[Objectives]
A: Reproduce the passage on the hydrogen economy word for word, from "Reasons for a" to "Poor air quality.".
B: Carry on the passage on the hydrogen economy past its final sentence.

start Passage

Reasons for a move towards a ‘hydrogen economy’ include:
  • Increasing demand for energy;
  • Concerns about security and continuity of supply;
  • Global climate change;
  • Poor air quality.
  • The creation of new business and job opportunities.
Hydrogen can be used as an energy carrier, like electricity, taking energy to where it is needed in order to provide energy services such as transport, heat and light. Such use is not new: Rudolph Erren filed patents for a hydrogen engine in 1928. Based on his design over 1000 cars, trucks, buses and even trains were converted before the Second World War, including several in Britain. Indeed, the town gas supplied in Britain until the switch to North Sea gas in the 1970’s was a mixture of hydrogen (51%) and other gases.

end Passage
start Data segment

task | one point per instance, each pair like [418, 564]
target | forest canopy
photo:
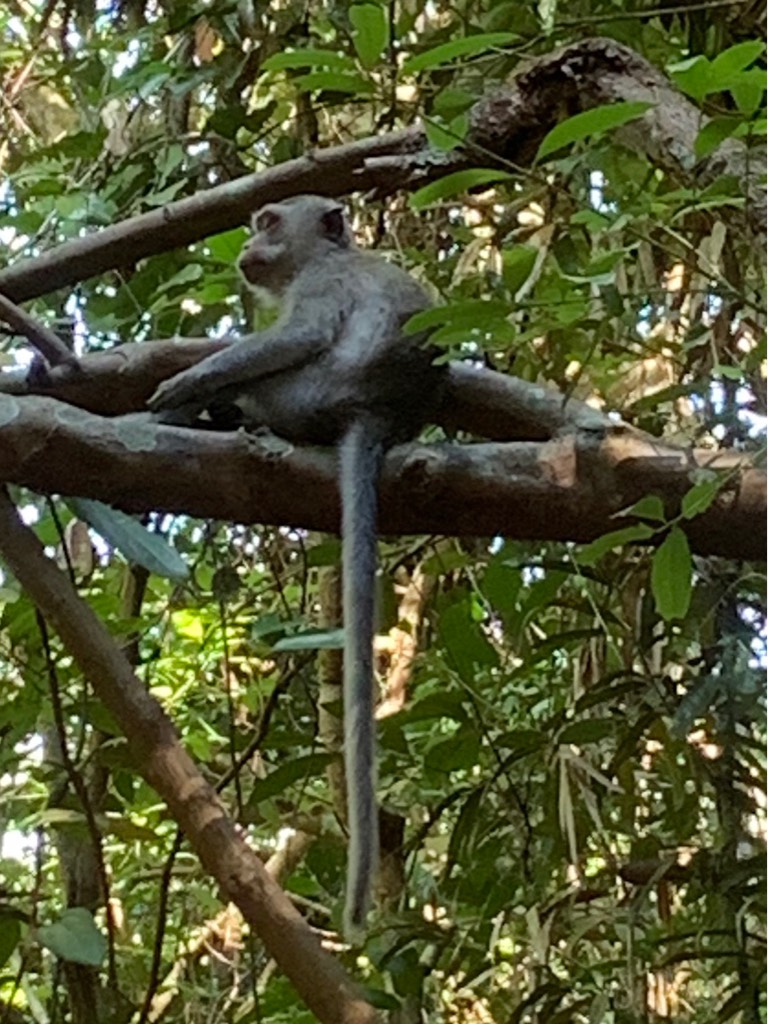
[571, 640]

end Data segment

[The results]
A:
Reasons for a move towards a ‘hydrogen economy’ include:
  • Increasing demand for energy;
  • Concerns about security and continuity of supply;
  • Global climate change;
  • Poor air quality.

B:
Hydrogen has the potential to radically change the way in which energy is produced and used and could bring significant environmental and social benefits. In theory it could offer an alternative for all the final forms of energy we use today and provide all our energy services. Although considerable technological and cost barriers exist, efforts to develop the ‘hydrogen economy’ have become a priority for countries across the world including the UK, European Union, USA and Japan.

Hydrogen production

Approximately 500 billion cubic metres of hydrogen are produced worldwide mainly from natural gas or oil. Most hydrogen production (95%) in the UK is generated by steam methane reforming (SMR) of natural gas. SMR is the most economical large scale route to produce hydrogen at the present time. However, 10 tonnes of CO2 are released per tonne of hydrogen, unless coupled with carbon sequestration. Other production methods using fossil fuel feed stocks such as coal or oil includes partial oxidation, gasification and pyrolyis. These fossil fuel dependent routes are not sustainable but could be a transition step to the hydrogen economy.

Vast quantities of hydrogen are also produced by the chemical industry as a by-product of processes such as production of chlorine. Hydrogen can also be generated via electrolysis of water. Electrolyser technology is widely used in industry e.g. in metal extraction and refining.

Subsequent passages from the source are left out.